◆ **Job**
Put every line of the items below into a numbered list, leaving out any blank lines.

(Annotated coordinate records)
## Begin
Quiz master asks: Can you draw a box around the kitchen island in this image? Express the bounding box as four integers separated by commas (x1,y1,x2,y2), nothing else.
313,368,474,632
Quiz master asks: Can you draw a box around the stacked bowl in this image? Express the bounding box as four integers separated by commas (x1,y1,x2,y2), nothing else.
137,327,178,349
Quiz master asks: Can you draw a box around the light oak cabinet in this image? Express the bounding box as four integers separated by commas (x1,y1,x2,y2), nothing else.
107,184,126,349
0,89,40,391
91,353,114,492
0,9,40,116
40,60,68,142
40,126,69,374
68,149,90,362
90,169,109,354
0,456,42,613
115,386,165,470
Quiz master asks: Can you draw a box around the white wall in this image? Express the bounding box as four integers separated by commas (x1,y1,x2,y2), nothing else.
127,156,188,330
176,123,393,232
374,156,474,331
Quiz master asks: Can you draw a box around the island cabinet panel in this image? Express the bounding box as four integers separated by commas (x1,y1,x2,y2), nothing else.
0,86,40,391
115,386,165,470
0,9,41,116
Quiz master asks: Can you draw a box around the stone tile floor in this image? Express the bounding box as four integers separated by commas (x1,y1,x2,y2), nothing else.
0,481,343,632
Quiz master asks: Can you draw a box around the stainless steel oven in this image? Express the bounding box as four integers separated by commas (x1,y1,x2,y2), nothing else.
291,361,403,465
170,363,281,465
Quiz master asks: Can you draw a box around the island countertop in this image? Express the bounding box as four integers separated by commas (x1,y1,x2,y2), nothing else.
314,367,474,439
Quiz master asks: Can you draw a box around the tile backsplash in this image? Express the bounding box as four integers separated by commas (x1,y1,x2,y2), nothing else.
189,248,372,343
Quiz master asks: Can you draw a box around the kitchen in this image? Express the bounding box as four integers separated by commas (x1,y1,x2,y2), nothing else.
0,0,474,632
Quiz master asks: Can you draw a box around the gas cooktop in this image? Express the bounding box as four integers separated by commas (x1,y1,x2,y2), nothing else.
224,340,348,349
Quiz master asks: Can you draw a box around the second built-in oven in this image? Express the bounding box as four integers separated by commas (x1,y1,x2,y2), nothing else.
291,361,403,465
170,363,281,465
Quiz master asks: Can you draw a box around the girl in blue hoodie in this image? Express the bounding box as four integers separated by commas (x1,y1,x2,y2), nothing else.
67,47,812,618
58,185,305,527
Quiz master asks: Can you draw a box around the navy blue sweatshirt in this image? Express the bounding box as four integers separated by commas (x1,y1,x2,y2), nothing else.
## End
◆ **Output of the task**
1. Quiz master asks: Can you draw a box around the kitchen island in this image? Express the bounding box as four integers separated by commas (x1,y1,x2,y2), nothing else.
2. 313,368,474,632
3. Quiz master asks: Can you draw a box around the stacked bowl in this image? Express the bounding box as four integers separated by commas (x1,y1,x2,y2), nothing else.
4. 137,327,178,349
5. Quiz master asks: Can you draw a box around the light oak cabinet in this image? Express the bounding box as four integers separated by commas (x1,y1,x2,y2), nothing else.
6. 107,184,126,349
7. 0,89,40,391
8. 91,353,114,492
9. 0,9,40,116
10. 40,60,68,142
11. 40,126,69,374
12. 68,149,90,362
13. 90,169,109,354
14. 0,456,42,613
15. 115,386,165,470
16. Quiz master asks: Can you draw a box around the white wall in this image? Express the bounding box as four integers separated by commas (x1,y1,x2,y2), nothing else.
17. 127,156,188,330
18. 176,123,393,232
19. 374,156,474,331
20. Quiz master asks: Can you draw a box around the island cabinet panel in this image? Express the bounding box as four integers separated by commas (x1,y1,x2,y2), nothing else.
21. 0,86,40,391
22. 115,386,165,470
23. 0,9,41,116
24. Quiz master asks: Can you draw a box around the stone tile floor in this image? Express the bounding box as four integers separated by commas (x1,y1,x2,y2), nothing else.
25. 0,481,343,632
26. Quiz master asks: Can you draw a box around the stainless steel oven in this image? Express the bounding box as four integers separated by commas (x1,y1,x2,y2), nothing else.
27. 291,361,403,465
28. 170,363,281,465
29. Quiz master asks: Can you draw a box around the island countertop in this image? Express the bounding box as four integers separated by commas (x1,y1,x2,y2), nothing else.
30. 314,367,474,439
31. Quiz master asks: Can you draw a box around the tile backsplash in this image? Express the bounding box as four integers separated by commas (x1,y1,x2,y2), nothing else.
32. 189,248,372,343
33. Quiz master asks: Can you draw a box around the kitchen in this image? Express the bounding box as four integers separated by commas (x1,y1,x2,y2), nothing else.
34. 0,0,474,632
35. Quiz master asks: Can you draw a box around the gas cooktop in this image? Express the bounding box as four integers separated by commas (x1,y1,x2,y2), nothing else.
36. 224,340,348,349
37. Quiz master asks: Can you draw a box around the second built-in oven in this image? Express the bounding box as four integers separated by commas (x1,y1,x2,y2), nothing else.
38. 291,361,403,465
39. 170,363,281,465
40. Quiz master asks: Can you draw a box around the girl in blue hoodie in this image? Express the bounding box as four integers separated by commas (x1,y1,x2,y2), nothing else.
41. 67,47,812,618
42. 58,185,305,527
43. Quiz master asks: Can you draw a box around the navy blue sweatshirt in this image? Express the bounding box as four integers separated by commas (x1,y1,x2,y2), nothing else.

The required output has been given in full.